Region pointing data
Start of Block

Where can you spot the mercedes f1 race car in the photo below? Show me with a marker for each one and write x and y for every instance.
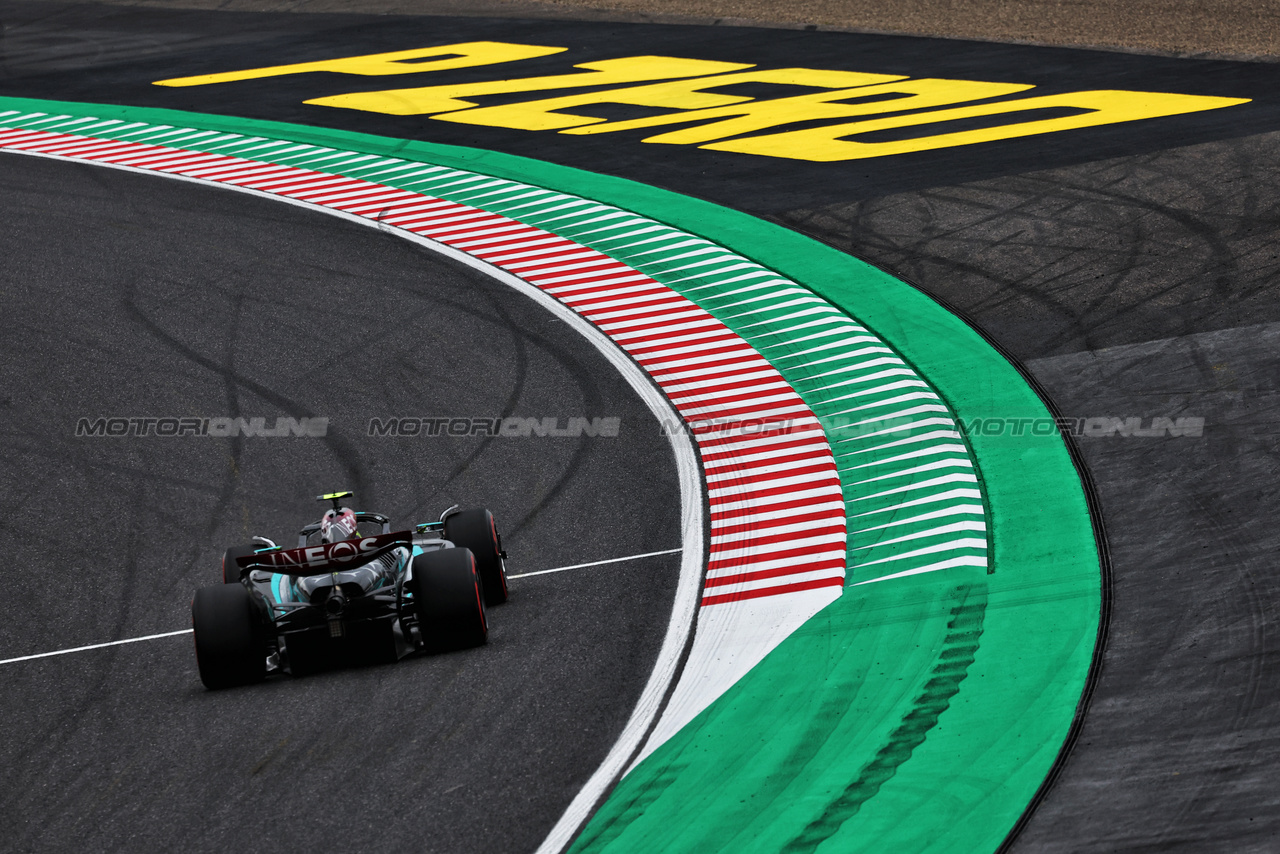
(343, 597)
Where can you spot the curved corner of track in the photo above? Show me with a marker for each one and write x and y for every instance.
(901, 593)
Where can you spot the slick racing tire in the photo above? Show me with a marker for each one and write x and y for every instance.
(231, 636)
(231, 571)
(447, 598)
(475, 530)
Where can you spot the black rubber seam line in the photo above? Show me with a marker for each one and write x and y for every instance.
(1100, 539)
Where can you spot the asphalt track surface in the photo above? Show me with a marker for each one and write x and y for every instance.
(129, 295)
(1132, 270)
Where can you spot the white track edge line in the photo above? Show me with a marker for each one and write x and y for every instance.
(693, 524)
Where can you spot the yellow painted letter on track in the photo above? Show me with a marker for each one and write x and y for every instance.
(1105, 106)
(438, 59)
(760, 115)
(443, 99)
(676, 95)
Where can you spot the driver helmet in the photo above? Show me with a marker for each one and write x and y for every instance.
(338, 525)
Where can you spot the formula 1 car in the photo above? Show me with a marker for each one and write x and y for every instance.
(342, 597)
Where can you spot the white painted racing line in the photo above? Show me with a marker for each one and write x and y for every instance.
(110, 643)
(187, 631)
(583, 566)
(693, 523)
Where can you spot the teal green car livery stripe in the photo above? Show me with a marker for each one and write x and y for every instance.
(922, 708)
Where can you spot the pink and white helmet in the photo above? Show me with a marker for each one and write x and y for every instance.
(337, 525)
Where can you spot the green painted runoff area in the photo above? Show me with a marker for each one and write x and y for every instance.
(913, 715)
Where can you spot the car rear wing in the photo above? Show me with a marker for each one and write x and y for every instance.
(324, 558)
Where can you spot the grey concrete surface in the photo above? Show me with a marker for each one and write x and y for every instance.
(1237, 28)
(1180, 745)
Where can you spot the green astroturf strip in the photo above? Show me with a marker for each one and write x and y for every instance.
(913, 715)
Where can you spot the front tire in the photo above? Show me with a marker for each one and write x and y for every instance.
(475, 530)
(231, 636)
(447, 599)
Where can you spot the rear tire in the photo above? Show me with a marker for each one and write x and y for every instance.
(231, 570)
(447, 598)
(231, 636)
(475, 530)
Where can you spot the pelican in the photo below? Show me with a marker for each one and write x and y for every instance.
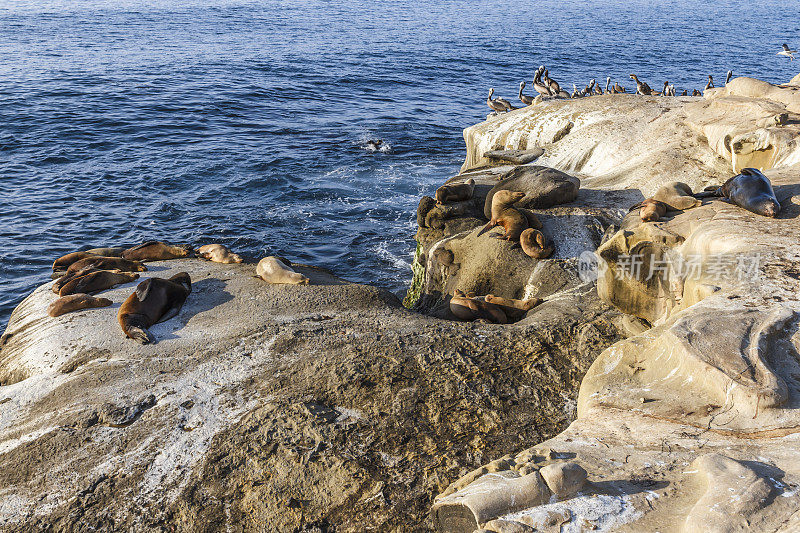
(524, 98)
(786, 52)
(641, 87)
(495, 105)
(540, 88)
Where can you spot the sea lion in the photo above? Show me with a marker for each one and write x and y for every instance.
(455, 192)
(76, 302)
(751, 190)
(66, 278)
(107, 263)
(511, 307)
(218, 253)
(95, 282)
(63, 262)
(154, 300)
(677, 196)
(469, 308)
(273, 270)
(510, 219)
(107, 252)
(651, 210)
(425, 205)
(155, 251)
(534, 244)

End of Block

**PROBLEM DETAILS**
The records above are to be transcribed word for word. Skip the images.

**ANSWER SECTION**
Where can you spot the mercedes f1 race car in the photo below? Show me with a marker for each one and write x and y for every instance.
(343, 597)
Where can you spot the curved corner of track in the photo above? Show me with a marker for each one and write x and y for every instance.
(901, 593)
Where can you spot the slick racing tire in the photo above? Show me with a marker for each one and write x and y for every instance.
(231, 636)
(231, 571)
(447, 598)
(475, 530)
Where can you spot the black rubber seam line in the photo above? Show me with a marker for each one and write x and y for every instance.
(1100, 539)
Where can you spot the asphalt track surface in the photo above? Show me with a marker for each one and write x and y for every instance.
(129, 295)
(1132, 270)
Where can you spot the white track edge line in the photo above? Show me with a marker for each one and write x and y for every instance.
(693, 524)
Where can you spot the yellow painted letter on track in the photo above? Show me with a marker for each one and write x and y for every instance.
(1105, 106)
(438, 59)
(760, 115)
(443, 99)
(676, 95)
Where can you spot the driver helmet in the photo above? Show me with a marker for each one and write x and y for every instance.
(338, 525)
Where can you spot the formula 1 car in the photo above? Show me with a marker for each one and write x and y for every instance.
(342, 597)
Where can you spot the white painted racing line in the photo above? Show me with a marker for each one and write x and y for every instance.
(110, 643)
(187, 631)
(583, 566)
(693, 523)
Where can you spot the teal green car livery stripe in the photo above? Show me with a marker for each one and write x and y for every instance.
(922, 708)
Where can you spot the pink and white helmet in the photo above? Show me with a marker for each one and write x and y for every instance.
(337, 525)
Where can you spot the green painted runoff area in the photo above? Show me with a marker for each one and write x and y for every instance.
(913, 715)
Where can you spot the car rear wing in the photo above? Show me with a marker for each one and write x and y for every instance.
(324, 558)
Where can you spot the grey concrete surface in the photo above? Show me with a marker for each one and write x and y for every instance.
(1237, 28)
(1180, 745)
Where can you spot the green astroturf strip in the photo above? Show me with a marker for each one and write x and y for every instance.
(913, 715)
Where can you spot the front tire in the photo above? Show me with a marker for each one and write x and y for every instance.
(475, 530)
(231, 636)
(447, 599)
Where can you spot the rear tire in the photo above? Show me with a marker for each one and write x and y for every instance.
(231, 570)
(447, 598)
(231, 636)
(475, 530)
Where can you spot the pelican in the photo below? Show me with a marker for each one and write x and y for every instance.
(524, 98)
(786, 52)
(641, 87)
(495, 105)
(540, 88)
Where can you spot the sea lion in the photo above? Show me with a marker for each one and write x and y for every instance.
(455, 192)
(76, 302)
(751, 190)
(66, 278)
(107, 263)
(511, 307)
(218, 253)
(95, 282)
(63, 262)
(154, 300)
(677, 196)
(469, 308)
(273, 270)
(510, 219)
(107, 252)
(651, 210)
(425, 205)
(155, 251)
(534, 244)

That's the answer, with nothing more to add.